** READING PASSAGE follows **
You feel lonely: how do you solve loneliness?

You feel lonely. But how do you solve that loneliness? Because loneliness makes people sad. Loneliness is nasty and annoying and makes you feel alone in this world. But there is something you can do about loneliness. For example, spend a night in a hotel and sit at the bar. Or do volunteer work.

Dramatic changes

Loneliness often arises after a change in your life. A divorce, the death of a partner or a child, a move to a part of a country where you know no one. Or after you get sick, lose your job or suddenly don’t have much money left. By the way, some people are also lonely when they are surrounded by people. They just don’t feel at home with those people, they don’t feel an intimate bond with them that allows them to share everything with them. You can’t share your most intimate things with everyone, that’s always just a few people. Anyone who has 2 good friends with whom they can do that is a rich person. But if one of these two disappears, loneliness sometimes lurks.

Work on loneliness

If the loneliness is so great that it really makes someone unhappy, then there is work to be done. The point is that in this very big world there are always other people with whom you can reconnect, who make life more valuable. And those people may also be lonely right now. When both souls come together, something beautiful can come out of it.

What can you do about loneliness?

Of course, every person is different and every person has different needs in contact with others. It is important to first find out what you are looking for in order to solve that loneliness.

  • Are you looking for a friend that you can talk to every now and then?
  • Are you looking for someone to go out with?
  • Are you looking for someone to go on holiday with?
  • Or someone you want to eat with?
  • Or someone you can talk to about loss, for example, a kind of fellow sufferer.

 

See where you can meet people who can reduce your loneliness

Then take inventory of where you could find that person.

  • Is that near you?
  • In your village or city?
  • Are there any clubs or associations you can join so you meet those people?
  • Can you book a singles trip so that you can meet like-minded people and enjoy a holiday at the same time?
  • Is there a hospital or other institution in your area where you can meet all kinds of people if you volunteer there?
  • Can you volunteer at a club that organizes events for your town or city?
** End of READING PASSAGE **
* [TASK TO CARRY OUT] Translate this sentence from the text on loneliness into Spanish: "Loneliness often arises after a change in your life."
** SOURCE INFORMATION follows **
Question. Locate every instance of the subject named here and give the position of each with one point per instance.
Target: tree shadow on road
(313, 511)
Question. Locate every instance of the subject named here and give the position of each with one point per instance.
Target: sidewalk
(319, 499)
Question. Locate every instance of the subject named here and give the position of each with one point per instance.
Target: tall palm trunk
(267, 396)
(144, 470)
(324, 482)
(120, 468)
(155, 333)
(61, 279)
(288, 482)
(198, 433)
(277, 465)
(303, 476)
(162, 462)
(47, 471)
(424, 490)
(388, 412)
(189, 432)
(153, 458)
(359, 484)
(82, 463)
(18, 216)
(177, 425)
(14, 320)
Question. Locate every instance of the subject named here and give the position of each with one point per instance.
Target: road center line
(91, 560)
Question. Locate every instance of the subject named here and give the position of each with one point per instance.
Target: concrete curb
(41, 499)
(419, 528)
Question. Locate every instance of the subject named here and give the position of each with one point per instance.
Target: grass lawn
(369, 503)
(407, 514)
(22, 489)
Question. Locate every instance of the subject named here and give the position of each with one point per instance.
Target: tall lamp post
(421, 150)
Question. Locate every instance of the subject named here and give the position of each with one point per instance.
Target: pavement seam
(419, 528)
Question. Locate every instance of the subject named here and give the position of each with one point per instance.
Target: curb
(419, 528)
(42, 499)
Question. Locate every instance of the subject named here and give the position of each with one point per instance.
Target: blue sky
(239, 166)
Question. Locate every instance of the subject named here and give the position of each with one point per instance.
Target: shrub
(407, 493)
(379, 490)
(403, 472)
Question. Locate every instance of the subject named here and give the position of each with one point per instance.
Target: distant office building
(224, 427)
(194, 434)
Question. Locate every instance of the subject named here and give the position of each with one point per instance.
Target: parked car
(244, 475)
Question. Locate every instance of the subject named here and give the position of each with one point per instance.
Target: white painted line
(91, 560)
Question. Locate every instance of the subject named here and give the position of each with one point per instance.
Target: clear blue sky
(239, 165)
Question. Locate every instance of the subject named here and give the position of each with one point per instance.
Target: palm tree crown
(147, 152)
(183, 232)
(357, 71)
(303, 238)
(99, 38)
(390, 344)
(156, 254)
** End of SOURCE INFORMATION **
* [SOLUTION TO THE PROBLEM] La soledad suele surgir después de un cambio en tu vida.